STATED GOAL
Render every line of the items below as a JSON list of strings, one string per line and no blank lines. Start at the line containing "on the wooden" and continue down through the final line.

Begin DATASET

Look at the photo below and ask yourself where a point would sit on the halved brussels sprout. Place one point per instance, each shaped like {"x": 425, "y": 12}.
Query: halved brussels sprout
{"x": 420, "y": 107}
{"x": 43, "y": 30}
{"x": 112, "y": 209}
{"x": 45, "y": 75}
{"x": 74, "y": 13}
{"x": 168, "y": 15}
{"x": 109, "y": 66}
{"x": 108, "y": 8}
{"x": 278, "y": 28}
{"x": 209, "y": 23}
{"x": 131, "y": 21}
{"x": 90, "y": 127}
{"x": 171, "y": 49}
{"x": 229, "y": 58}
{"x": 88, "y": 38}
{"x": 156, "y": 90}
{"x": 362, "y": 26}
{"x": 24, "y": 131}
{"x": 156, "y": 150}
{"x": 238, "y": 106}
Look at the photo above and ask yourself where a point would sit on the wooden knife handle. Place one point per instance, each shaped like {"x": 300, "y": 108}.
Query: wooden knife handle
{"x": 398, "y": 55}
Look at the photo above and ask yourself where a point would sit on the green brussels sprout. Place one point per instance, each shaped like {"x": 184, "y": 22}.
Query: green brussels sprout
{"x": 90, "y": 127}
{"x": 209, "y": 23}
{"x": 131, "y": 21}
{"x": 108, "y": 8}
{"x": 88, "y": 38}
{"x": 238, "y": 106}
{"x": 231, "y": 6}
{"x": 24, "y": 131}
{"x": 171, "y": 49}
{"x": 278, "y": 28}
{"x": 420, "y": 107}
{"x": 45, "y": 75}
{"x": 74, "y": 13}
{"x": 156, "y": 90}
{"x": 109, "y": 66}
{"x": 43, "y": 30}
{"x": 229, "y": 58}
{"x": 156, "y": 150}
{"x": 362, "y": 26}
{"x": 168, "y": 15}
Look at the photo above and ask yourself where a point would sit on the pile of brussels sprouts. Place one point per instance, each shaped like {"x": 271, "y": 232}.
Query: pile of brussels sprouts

End DATASET

CORRECT RESULT
[
  "Look at the photo above and ask yourself where a point would sit on the wooden knife handle. Place one point per instance, each shaped like {\"x\": 300, \"y\": 108}.",
  "Query: wooden knife handle",
  "{\"x\": 398, \"y\": 55}",
  "Look at the photo above and ask yourself where a point would sit on the green brussels sprout. Place one point per instance, each shaped like {\"x\": 184, \"y\": 22}.",
  "Query: green brussels sprout",
  "{\"x\": 90, \"y\": 127}",
  "{\"x\": 209, \"y\": 23}",
  "{\"x\": 131, \"y\": 21}",
  "{\"x\": 108, \"y\": 8}",
  "{\"x\": 88, \"y\": 38}",
  "{\"x\": 238, \"y\": 106}",
  "{\"x\": 231, \"y\": 6}",
  "{\"x\": 24, \"y\": 131}",
  "{\"x\": 171, \"y\": 49}",
  "{\"x\": 278, \"y\": 28}",
  "{\"x\": 420, \"y\": 107}",
  "{\"x\": 45, \"y\": 75}",
  "{\"x\": 74, \"y\": 13}",
  "{\"x\": 156, \"y\": 90}",
  "{\"x\": 109, \"y\": 66}",
  "{\"x\": 43, \"y\": 30}",
  "{\"x\": 229, \"y\": 58}",
  "{\"x\": 156, \"y\": 150}",
  "{\"x\": 362, \"y\": 26}",
  "{\"x\": 168, \"y\": 15}",
  "Look at the photo above and ask yourself where a point would sit on the pile of brussels sprouts. Place one point per instance, each shaped like {\"x\": 271, \"y\": 232}.",
  "Query: pile of brussels sprouts"
]